Problem statement:
Begin at the line containing "the wooden railing" and end at the final line of the entries. Please reproduce those lines exactly.

Records from a dataset:
--
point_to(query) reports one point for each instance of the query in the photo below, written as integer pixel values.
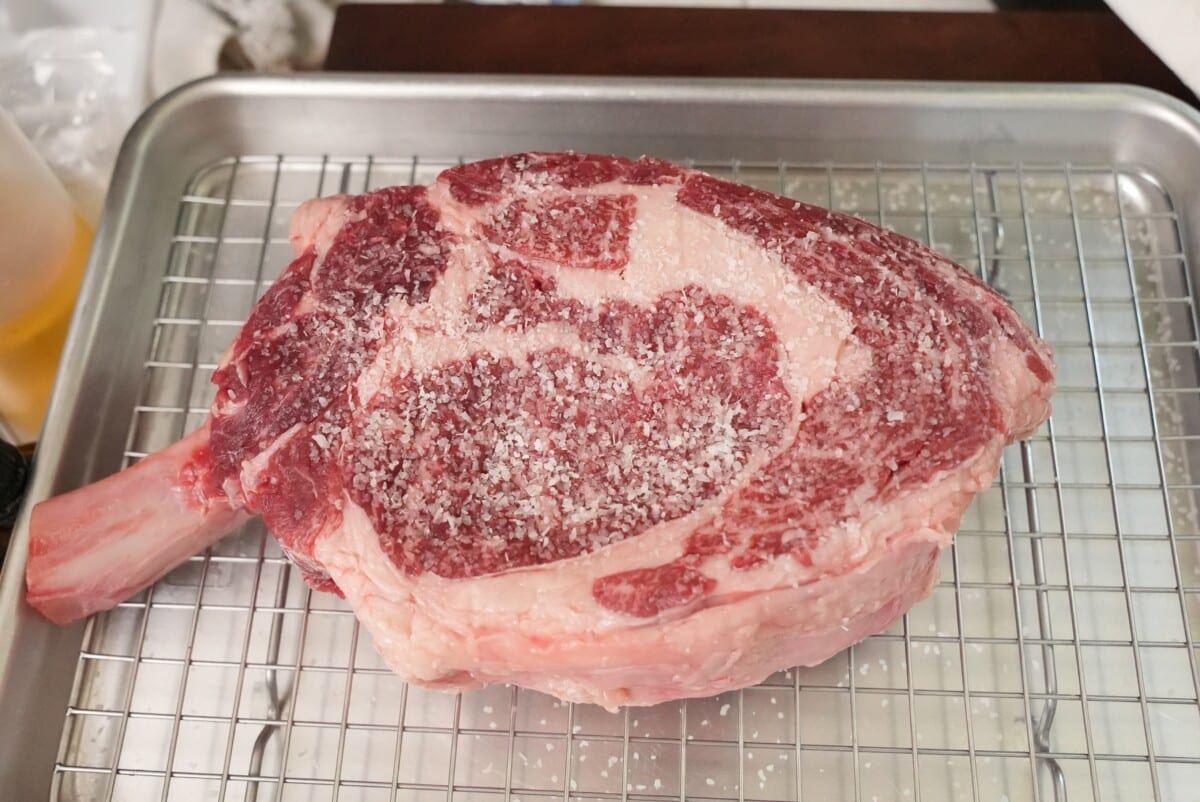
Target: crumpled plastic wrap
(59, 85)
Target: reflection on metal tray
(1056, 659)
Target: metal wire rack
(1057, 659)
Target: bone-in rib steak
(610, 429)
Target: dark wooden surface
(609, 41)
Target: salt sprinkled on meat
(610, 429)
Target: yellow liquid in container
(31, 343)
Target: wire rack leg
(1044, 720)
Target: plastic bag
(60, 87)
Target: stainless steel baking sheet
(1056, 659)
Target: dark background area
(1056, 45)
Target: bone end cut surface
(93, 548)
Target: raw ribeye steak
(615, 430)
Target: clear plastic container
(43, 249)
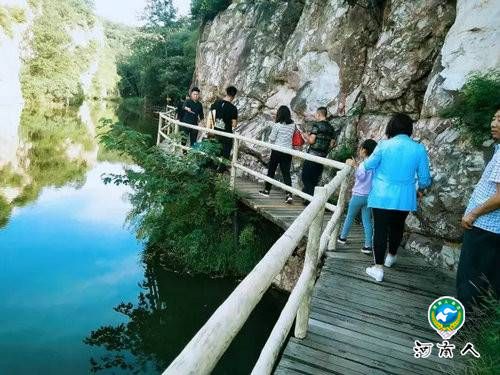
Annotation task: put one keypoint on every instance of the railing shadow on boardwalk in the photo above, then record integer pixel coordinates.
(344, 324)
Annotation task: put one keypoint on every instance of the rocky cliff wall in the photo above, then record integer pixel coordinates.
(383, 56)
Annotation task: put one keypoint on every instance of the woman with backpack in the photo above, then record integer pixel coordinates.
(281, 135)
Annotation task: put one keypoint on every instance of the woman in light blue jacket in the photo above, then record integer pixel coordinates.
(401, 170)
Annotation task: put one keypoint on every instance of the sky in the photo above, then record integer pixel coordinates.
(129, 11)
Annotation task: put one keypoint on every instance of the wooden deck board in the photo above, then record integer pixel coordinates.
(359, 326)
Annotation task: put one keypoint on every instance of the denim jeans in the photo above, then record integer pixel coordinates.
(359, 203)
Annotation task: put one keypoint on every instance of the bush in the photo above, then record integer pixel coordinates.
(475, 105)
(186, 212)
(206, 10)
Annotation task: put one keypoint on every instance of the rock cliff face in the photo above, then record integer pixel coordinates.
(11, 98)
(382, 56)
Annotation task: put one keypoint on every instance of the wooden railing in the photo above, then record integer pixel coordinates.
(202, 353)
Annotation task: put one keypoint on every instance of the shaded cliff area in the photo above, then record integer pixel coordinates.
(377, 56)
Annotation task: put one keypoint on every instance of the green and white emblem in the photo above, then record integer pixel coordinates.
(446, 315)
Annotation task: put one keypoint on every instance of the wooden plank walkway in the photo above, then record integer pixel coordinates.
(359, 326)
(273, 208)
--
Solution to the problem:
Annotation task: put one keypoint on every instance of the wooden railing in the photo above, then record integer pixel coordinates.
(202, 353)
Annotation task: put one keypoint on every instance of the shaded cliff area in the photo above, then record integer pixel coordinates.
(377, 56)
Annotation task: put one keypoint on every instance of the green and white emblem in the photo above, then record integer pixel coordinates.
(446, 315)
Annotation task: put one keypoint on every instance of the wooden plank walkway in the photo above, then record integer pixel coordinates.
(359, 326)
(273, 208)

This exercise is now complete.